Filter the lines below and copy out every one that contains the word "white". Case matters, so skip any line where the word appears with different capitalization.
>> BEGIN SUPPLIED INFORMATION
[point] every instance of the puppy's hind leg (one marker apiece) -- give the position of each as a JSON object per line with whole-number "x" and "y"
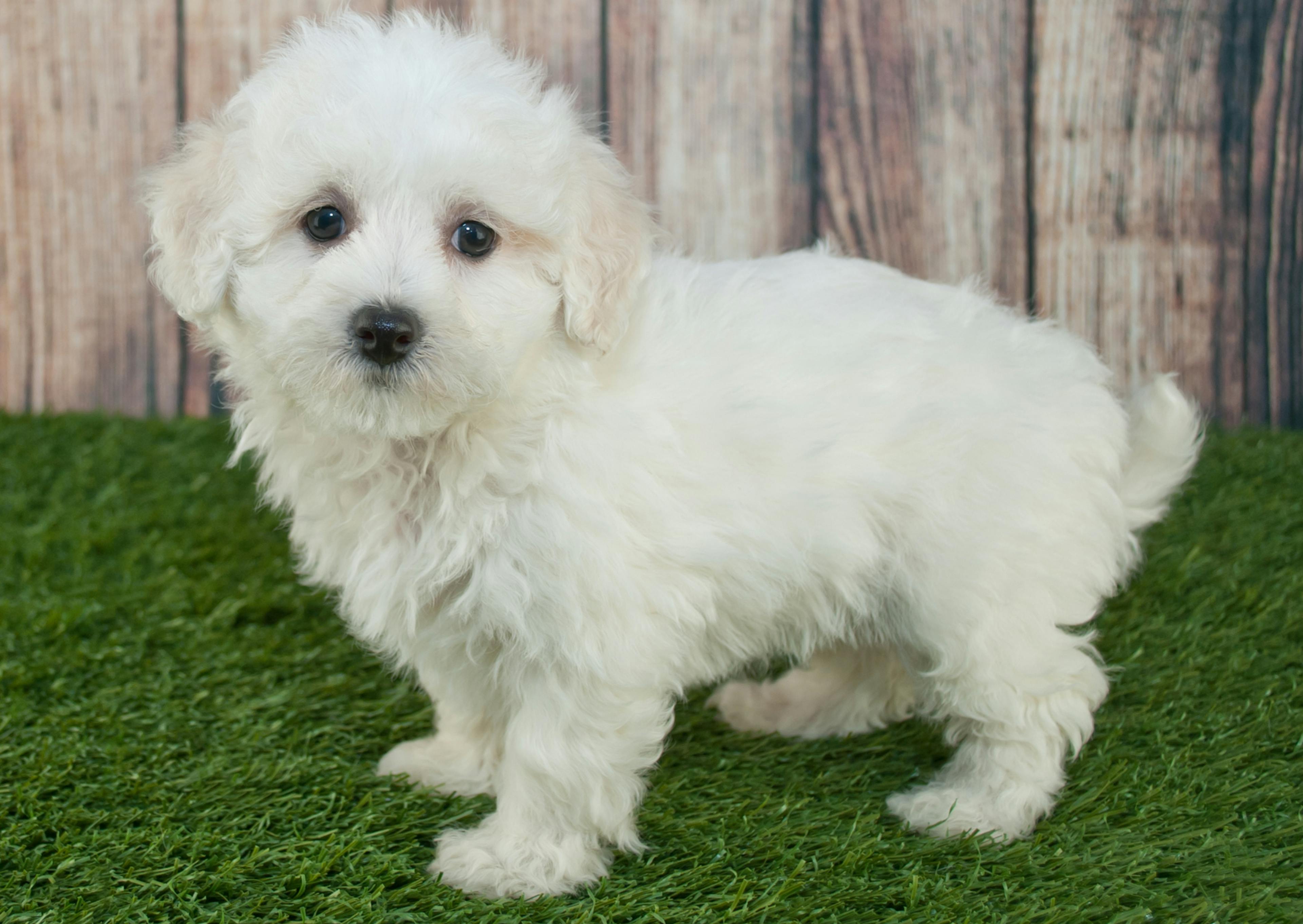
{"x": 1018, "y": 696}
{"x": 459, "y": 759}
{"x": 842, "y": 691}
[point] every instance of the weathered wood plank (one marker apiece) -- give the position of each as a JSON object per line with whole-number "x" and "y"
{"x": 566, "y": 37}
{"x": 88, "y": 97}
{"x": 712, "y": 110}
{"x": 1273, "y": 388}
{"x": 1139, "y": 231}
{"x": 922, "y": 137}
{"x": 225, "y": 43}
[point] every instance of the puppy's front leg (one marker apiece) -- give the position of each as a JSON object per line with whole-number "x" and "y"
{"x": 569, "y": 785}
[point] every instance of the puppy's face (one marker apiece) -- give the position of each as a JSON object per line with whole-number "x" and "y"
{"x": 388, "y": 226}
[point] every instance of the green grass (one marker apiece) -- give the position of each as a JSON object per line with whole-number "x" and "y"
{"x": 188, "y": 734}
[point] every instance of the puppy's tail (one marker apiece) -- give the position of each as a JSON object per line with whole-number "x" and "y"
{"x": 1164, "y": 440}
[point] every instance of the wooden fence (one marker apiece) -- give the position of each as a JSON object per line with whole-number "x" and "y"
{"x": 1130, "y": 167}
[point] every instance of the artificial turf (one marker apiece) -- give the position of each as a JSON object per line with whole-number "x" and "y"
{"x": 187, "y": 734}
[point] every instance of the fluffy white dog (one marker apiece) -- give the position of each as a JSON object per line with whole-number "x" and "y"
{"x": 563, "y": 478}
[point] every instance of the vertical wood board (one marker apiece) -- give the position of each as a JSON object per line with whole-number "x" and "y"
{"x": 89, "y": 98}
{"x": 1273, "y": 291}
{"x": 1138, "y": 234}
{"x": 712, "y": 111}
{"x": 922, "y": 137}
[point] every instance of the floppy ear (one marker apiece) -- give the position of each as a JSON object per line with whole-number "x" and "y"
{"x": 608, "y": 248}
{"x": 186, "y": 195}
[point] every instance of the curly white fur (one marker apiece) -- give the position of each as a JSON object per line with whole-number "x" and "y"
{"x": 608, "y": 475}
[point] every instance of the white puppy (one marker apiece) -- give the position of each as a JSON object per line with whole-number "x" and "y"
{"x": 563, "y": 478}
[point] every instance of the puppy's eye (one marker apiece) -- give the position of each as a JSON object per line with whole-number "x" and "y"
{"x": 473, "y": 239}
{"x": 325, "y": 225}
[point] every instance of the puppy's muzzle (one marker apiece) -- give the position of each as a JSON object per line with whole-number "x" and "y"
{"x": 383, "y": 334}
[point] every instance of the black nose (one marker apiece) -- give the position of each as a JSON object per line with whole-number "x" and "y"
{"x": 385, "y": 335}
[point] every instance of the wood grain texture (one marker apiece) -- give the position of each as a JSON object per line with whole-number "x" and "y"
{"x": 1273, "y": 291}
{"x": 1138, "y": 235}
{"x": 922, "y": 137}
{"x": 566, "y": 36}
{"x": 88, "y": 97}
{"x": 712, "y": 110}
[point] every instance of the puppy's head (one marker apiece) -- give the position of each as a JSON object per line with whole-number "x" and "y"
{"x": 388, "y": 223}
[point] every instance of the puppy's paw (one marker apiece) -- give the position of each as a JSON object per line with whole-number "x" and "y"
{"x": 450, "y": 764}
{"x": 498, "y": 863}
{"x": 945, "y": 811}
{"x": 751, "y": 707}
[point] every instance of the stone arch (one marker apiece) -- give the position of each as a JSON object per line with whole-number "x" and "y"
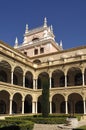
>> END SUPPLIED INFORMATION
RESULT FOR THIS TASK
[point] every instance of the fluffy white dog (one marker apiece) -- give the position of each as a JSON object per line with whole-number "x" and "y"
[point] every instance of the curly white fur (one marker apiece) -- give the position of each as a JSON object per line with whole-number "x" and "y"
[point] every instance of the white puppy (one marker apiece) -- give the position of each as a JSON object per line with whole-number "x" and "y"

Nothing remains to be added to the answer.